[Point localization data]
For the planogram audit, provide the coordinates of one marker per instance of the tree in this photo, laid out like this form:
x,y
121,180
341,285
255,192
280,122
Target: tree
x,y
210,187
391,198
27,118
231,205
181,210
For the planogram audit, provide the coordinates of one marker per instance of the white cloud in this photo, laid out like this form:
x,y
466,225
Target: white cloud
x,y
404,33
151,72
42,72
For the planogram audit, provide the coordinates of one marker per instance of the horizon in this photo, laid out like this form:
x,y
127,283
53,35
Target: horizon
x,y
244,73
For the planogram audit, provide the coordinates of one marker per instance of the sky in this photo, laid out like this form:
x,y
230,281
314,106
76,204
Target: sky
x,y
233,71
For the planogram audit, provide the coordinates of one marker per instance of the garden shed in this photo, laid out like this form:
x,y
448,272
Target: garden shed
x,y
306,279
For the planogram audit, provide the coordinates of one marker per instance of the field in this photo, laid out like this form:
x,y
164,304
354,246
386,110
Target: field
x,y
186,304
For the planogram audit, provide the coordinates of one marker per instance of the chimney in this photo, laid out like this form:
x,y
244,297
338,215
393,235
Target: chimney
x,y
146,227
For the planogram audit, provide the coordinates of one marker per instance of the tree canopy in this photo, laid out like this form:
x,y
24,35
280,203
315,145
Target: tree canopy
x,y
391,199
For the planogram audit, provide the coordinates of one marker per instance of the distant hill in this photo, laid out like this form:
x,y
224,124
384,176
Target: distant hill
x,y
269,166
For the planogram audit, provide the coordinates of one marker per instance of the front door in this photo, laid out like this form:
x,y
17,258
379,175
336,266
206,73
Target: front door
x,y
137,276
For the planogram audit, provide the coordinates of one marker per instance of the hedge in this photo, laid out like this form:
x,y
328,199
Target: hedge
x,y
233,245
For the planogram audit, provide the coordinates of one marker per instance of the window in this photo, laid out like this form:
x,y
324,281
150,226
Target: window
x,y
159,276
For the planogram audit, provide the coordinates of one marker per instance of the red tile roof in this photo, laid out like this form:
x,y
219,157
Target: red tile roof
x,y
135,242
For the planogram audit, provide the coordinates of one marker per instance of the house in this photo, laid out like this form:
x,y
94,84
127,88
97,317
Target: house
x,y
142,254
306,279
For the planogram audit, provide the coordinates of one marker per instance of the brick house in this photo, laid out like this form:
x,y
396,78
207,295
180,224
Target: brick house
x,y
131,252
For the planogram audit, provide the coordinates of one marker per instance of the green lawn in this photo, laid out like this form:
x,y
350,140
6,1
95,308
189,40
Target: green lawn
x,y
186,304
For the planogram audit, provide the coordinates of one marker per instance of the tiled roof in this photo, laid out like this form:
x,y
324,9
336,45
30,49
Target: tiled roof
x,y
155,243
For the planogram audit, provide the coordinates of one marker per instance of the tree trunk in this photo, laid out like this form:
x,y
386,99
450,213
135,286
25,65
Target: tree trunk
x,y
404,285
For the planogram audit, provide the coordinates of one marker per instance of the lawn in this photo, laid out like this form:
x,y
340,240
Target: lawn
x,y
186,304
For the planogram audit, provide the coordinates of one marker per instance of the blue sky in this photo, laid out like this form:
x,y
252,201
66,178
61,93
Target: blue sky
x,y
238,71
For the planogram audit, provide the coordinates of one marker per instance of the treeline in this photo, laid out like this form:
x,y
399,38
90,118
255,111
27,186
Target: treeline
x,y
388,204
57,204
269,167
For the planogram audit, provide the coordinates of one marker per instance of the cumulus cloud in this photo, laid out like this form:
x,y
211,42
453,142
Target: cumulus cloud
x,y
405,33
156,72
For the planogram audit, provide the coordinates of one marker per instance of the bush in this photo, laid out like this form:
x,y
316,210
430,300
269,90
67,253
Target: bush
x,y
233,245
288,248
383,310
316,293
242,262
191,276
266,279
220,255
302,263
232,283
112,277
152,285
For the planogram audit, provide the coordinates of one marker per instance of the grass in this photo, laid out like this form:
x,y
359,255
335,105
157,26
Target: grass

Goal of the exercise - Go through the entries above and copy each line holding the string "grass".

Answer for the task -
For the planogram audit, provide the coordinates of one marker per instance of the grass in this photo, laid out like this form:
Target: grass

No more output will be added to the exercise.